### What is needed
Could you reproduce the entries below, from their first line through the line holding "column 91, row 499", inclusive, while leaving out the pictures?

<<<<

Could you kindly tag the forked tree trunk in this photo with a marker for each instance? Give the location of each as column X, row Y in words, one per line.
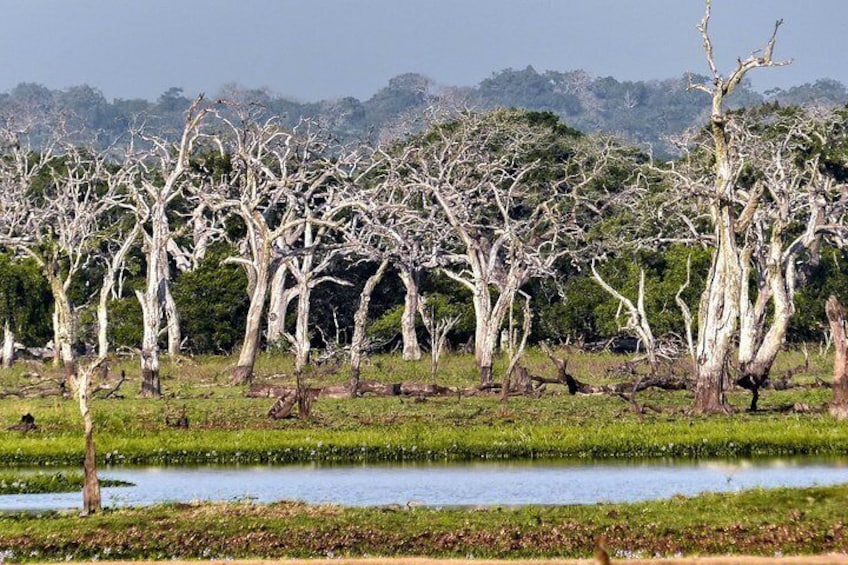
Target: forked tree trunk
column 8, row 345
column 758, row 347
column 717, row 320
column 63, row 330
column 91, row 499
column 489, row 319
column 836, row 318
column 302, row 344
column 411, row 349
column 360, row 318
column 719, row 311
column 243, row 372
column 278, row 304
column 172, row 317
column 150, row 309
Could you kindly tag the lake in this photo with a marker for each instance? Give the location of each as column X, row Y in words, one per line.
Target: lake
column 445, row 484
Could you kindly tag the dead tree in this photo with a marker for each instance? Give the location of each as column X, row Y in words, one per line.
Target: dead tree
column 60, row 226
column 275, row 173
column 719, row 312
column 161, row 174
column 637, row 316
column 836, row 319
column 438, row 329
column 503, row 225
column 360, row 318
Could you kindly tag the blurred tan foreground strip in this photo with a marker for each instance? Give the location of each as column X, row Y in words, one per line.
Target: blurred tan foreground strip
column 829, row 559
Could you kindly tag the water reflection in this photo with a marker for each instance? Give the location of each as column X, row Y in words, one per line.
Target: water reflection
column 448, row 484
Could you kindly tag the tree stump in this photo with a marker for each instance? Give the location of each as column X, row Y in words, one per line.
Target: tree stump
column 836, row 318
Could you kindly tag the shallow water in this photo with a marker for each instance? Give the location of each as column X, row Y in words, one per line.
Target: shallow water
column 448, row 484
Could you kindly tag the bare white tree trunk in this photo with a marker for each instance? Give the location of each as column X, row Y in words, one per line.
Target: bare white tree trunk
column 302, row 343
column 360, row 318
column 717, row 317
column 258, row 287
column 278, row 305
column 836, row 318
column 172, row 317
column 151, row 301
column 8, row 345
column 719, row 310
column 411, row 349
column 637, row 315
column 81, row 379
column 438, row 331
column 485, row 333
column 107, row 289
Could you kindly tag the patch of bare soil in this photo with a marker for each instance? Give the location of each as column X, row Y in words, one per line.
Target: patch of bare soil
column 829, row 559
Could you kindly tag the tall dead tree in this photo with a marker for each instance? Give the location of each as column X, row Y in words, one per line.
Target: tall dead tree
column 161, row 175
column 794, row 202
column 836, row 318
column 719, row 310
column 509, row 189
column 269, row 166
column 59, row 225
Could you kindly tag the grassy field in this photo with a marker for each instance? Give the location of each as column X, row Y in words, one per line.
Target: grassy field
column 770, row 523
column 226, row 427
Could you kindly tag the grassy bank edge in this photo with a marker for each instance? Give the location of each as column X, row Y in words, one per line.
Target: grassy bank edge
column 774, row 522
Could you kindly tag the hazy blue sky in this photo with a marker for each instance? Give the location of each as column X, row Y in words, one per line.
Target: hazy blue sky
column 311, row 49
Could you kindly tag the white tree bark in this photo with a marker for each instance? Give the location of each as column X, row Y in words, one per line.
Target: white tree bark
column 278, row 306
column 637, row 315
column 411, row 349
column 360, row 319
column 8, row 345
column 719, row 312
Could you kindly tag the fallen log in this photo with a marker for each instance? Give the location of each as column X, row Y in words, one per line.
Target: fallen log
column 27, row 424
column 618, row 389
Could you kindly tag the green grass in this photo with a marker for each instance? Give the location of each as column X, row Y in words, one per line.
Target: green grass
column 225, row 427
column 765, row 522
column 42, row 482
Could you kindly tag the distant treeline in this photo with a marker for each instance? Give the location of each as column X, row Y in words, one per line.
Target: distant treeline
column 642, row 112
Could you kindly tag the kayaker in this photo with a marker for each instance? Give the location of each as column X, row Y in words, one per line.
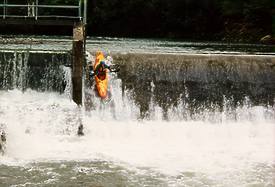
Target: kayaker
column 100, row 69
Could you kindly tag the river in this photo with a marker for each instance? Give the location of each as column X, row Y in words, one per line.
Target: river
column 195, row 135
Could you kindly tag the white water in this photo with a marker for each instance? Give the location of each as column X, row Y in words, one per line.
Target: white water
column 41, row 127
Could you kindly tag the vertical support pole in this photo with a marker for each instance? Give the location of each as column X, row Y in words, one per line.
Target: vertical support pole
column 85, row 12
column 78, row 59
column 79, row 11
column 4, row 9
column 36, row 9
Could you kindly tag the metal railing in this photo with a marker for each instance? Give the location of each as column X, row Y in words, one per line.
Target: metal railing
column 34, row 9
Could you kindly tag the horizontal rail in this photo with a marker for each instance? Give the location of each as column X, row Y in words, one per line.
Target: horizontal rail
column 40, row 6
column 50, row 16
column 33, row 10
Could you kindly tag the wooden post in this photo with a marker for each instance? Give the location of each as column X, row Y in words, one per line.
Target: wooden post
column 78, row 59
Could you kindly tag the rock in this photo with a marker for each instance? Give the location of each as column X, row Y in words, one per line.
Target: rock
column 268, row 39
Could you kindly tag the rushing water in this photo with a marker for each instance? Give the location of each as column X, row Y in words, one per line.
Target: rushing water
column 229, row 144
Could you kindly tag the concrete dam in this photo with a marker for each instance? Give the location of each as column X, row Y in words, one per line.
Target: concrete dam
column 201, row 81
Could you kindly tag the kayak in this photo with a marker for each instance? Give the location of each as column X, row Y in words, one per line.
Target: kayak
column 101, row 80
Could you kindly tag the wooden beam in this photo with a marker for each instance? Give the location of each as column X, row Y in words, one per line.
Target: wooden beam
column 78, row 60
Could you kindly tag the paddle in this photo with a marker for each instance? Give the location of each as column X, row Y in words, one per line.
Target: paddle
column 113, row 69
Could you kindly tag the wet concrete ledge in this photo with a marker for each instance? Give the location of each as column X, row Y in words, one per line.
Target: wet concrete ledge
column 206, row 68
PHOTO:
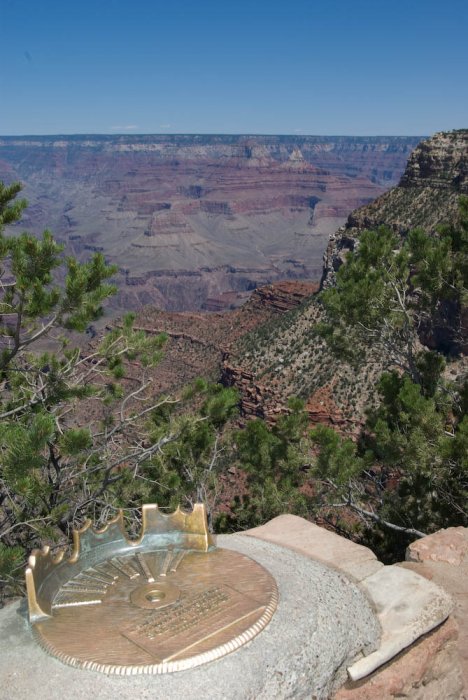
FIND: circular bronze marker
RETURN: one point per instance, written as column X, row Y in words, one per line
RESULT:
column 158, row 611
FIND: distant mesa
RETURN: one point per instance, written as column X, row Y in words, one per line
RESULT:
column 197, row 218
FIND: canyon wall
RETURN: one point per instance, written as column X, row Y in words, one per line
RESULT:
column 197, row 222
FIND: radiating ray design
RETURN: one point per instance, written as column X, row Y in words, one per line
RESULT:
column 90, row 586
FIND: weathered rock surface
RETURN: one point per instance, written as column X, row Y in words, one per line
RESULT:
column 407, row 609
column 443, row 558
column 189, row 219
column 428, row 670
column 427, row 195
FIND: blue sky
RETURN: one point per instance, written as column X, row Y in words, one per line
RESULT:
column 358, row 67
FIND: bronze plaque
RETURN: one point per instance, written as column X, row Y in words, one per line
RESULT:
column 155, row 610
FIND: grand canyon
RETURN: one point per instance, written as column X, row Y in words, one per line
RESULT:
column 195, row 222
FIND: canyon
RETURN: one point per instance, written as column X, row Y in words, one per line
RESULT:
column 268, row 348
column 196, row 222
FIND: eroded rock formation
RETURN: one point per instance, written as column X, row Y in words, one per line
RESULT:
column 195, row 222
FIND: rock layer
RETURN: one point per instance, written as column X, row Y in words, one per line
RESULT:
column 193, row 220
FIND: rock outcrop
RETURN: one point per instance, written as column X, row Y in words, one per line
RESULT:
column 427, row 195
column 193, row 220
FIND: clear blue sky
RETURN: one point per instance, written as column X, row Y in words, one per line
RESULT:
column 233, row 66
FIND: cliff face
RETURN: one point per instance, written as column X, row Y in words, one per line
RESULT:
column 427, row 195
column 195, row 222
column 277, row 360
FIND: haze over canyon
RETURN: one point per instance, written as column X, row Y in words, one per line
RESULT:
column 194, row 221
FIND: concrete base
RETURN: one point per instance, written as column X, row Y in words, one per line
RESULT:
column 323, row 623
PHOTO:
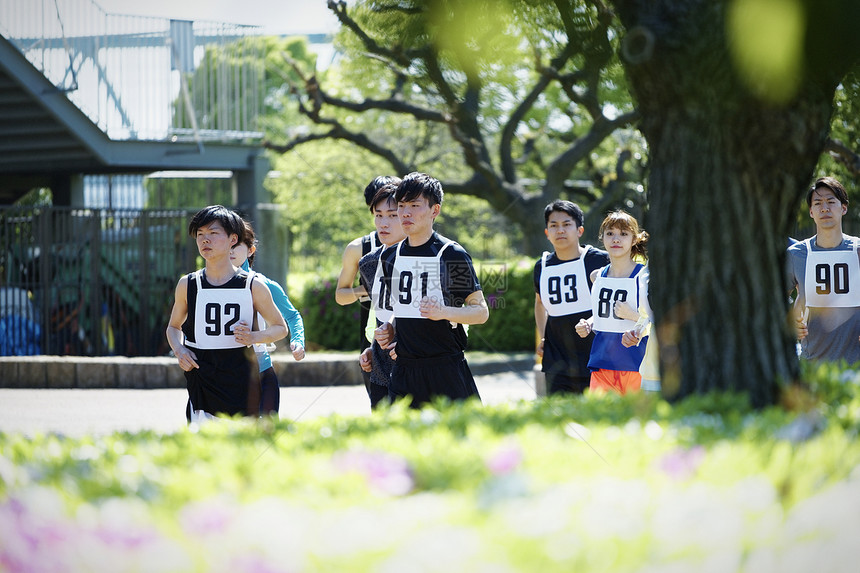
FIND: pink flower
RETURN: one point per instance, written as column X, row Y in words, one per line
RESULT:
column 386, row 473
column 681, row 464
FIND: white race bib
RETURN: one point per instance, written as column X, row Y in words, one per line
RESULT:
column 412, row 279
column 832, row 277
column 217, row 311
column 605, row 292
column 380, row 296
column 564, row 287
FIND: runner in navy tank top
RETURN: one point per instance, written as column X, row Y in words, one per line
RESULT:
column 346, row 292
column 211, row 323
column 563, row 297
column 432, row 291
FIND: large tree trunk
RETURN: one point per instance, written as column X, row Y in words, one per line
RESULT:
column 726, row 176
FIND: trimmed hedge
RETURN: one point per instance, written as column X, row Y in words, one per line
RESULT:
column 508, row 288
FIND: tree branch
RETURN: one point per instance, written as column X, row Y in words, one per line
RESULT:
column 600, row 130
column 339, row 132
column 339, row 9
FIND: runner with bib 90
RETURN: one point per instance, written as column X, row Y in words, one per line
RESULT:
column 826, row 271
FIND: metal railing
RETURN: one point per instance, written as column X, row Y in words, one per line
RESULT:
column 90, row 282
column 143, row 78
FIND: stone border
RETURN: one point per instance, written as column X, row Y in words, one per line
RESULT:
column 317, row 369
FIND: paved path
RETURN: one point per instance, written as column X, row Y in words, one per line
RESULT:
column 80, row 412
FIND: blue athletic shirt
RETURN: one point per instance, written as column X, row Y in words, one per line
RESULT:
column 288, row 311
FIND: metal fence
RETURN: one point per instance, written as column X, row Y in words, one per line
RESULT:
column 142, row 78
column 90, row 282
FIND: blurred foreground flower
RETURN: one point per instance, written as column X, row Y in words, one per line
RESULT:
column 385, row 473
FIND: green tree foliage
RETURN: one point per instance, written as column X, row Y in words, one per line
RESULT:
column 841, row 157
column 514, row 103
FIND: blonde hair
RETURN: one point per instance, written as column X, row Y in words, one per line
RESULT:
column 626, row 222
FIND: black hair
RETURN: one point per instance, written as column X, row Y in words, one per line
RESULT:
column 831, row 183
column 377, row 184
column 231, row 222
column 563, row 206
column 417, row 185
column 385, row 193
column 251, row 241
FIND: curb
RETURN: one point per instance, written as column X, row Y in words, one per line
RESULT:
column 317, row 369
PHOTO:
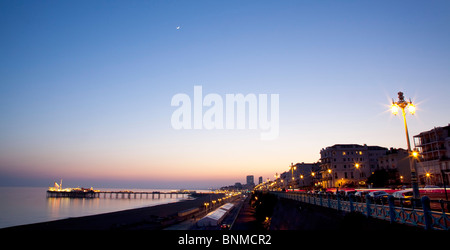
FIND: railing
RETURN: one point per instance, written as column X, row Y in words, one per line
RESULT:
column 404, row 211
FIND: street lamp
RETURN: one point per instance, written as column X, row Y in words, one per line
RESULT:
column 402, row 104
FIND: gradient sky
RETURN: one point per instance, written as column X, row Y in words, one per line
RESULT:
column 86, row 86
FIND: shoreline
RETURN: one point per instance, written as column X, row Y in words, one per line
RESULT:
column 145, row 218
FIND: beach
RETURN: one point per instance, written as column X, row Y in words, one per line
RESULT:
column 146, row 218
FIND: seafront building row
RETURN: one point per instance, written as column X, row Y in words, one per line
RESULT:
column 354, row 165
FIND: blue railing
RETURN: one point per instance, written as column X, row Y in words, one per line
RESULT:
column 404, row 211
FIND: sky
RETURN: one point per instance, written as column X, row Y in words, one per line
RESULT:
column 86, row 86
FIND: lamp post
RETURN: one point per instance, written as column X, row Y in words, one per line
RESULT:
column 402, row 104
column 293, row 167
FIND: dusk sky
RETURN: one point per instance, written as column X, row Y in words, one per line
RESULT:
column 86, row 86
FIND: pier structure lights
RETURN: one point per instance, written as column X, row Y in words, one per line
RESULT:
column 402, row 104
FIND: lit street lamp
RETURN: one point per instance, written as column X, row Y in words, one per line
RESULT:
column 293, row 167
column 402, row 104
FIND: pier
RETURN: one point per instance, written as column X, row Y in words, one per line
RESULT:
column 89, row 193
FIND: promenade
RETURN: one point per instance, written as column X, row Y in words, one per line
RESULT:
column 146, row 218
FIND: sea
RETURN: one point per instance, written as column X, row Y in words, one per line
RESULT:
column 27, row 205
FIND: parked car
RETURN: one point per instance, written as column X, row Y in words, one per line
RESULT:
column 378, row 194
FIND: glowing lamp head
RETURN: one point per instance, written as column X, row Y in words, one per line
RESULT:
column 394, row 108
column 411, row 108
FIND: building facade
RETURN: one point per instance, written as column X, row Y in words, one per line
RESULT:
column 396, row 163
column 433, row 167
column 344, row 165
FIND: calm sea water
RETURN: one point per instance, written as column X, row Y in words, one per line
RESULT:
column 26, row 205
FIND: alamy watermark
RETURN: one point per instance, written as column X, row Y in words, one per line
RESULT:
column 215, row 112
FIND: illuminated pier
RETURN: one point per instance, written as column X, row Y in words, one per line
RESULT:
column 88, row 193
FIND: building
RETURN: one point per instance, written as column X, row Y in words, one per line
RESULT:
column 250, row 181
column 396, row 164
column 300, row 175
column 433, row 167
column 343, row 165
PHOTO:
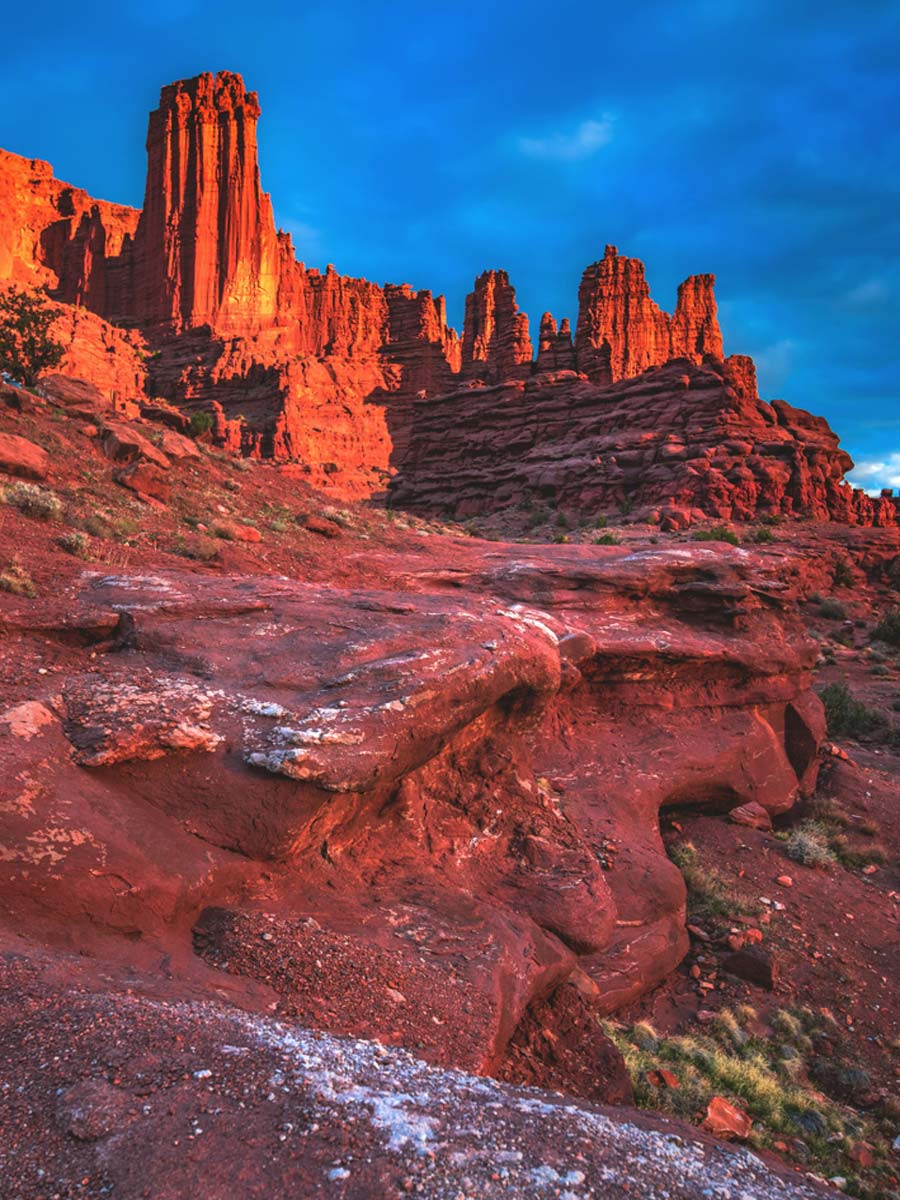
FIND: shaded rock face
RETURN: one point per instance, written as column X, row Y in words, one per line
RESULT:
column 199, row 1099
column 205, row 247
column 399, row 787
column 678, row 438
column 555, row 349
column 496, row 343
column 330, row 372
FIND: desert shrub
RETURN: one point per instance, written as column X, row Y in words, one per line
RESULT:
column 199, row 549
column 27, row 347
column 718, row 533
column 201, row 424
column 849, row 717
column 843, row 575
column 888, row 628
column 709, row 893
column 762, row 535
column 34, row 502
column 15, row 579
column 809, row 845
column 832, row 610
column 75, row 543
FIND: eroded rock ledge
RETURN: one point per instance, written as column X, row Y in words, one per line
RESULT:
column 419, row 785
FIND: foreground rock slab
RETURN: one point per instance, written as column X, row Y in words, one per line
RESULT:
column 142, row 1096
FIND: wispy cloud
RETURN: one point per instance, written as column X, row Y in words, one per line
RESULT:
column 873, row 474
column 868, row 294
column 569, row 147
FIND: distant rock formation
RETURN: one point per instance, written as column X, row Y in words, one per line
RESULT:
column 349, row 379
column 675, row 443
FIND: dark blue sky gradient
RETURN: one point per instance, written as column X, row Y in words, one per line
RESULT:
column 424, row 143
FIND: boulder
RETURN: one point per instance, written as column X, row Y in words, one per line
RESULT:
column 145, row 479
column 18, row 456
column 756, row 966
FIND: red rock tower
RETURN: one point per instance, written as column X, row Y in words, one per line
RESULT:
column 496, row 343
column 695, row 324
column 207, row 250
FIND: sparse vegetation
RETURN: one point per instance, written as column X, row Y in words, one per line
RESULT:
column 201, row 424
column 795, row 1096
column 34, row 502
column 711, row 894
column 27, row 347
column 15, row 579
column 76, row 543
column 849, row 717
column 718, row 533
column 808, row 844
column 888, row 628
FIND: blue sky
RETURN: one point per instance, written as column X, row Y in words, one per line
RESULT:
column 424, row 143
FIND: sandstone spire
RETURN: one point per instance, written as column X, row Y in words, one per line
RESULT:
column 496, row 343
column 207, row 250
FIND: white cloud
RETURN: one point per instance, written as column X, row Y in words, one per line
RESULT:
column 581, row 143
column 873, row 474
column 774, row 364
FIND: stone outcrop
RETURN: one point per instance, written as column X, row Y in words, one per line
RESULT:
column 336, row 376
column 622, row 331
column 411, row 747
column 681, row 437
column 55, row 235
column 555, row 348
column 496, row 343
column 205, row 247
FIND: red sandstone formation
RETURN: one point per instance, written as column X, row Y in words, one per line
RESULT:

>>>>

### Result of the exercise
Could you kindly tag the forked tree trunk in this photo with a marker for each instance? Give the location of each as column X, row Y in words, one per line.
Target: forked tree trunk
column 8, row 345
column 758, row 347
column 717, row 320
column 63, row 330
column 91, row 499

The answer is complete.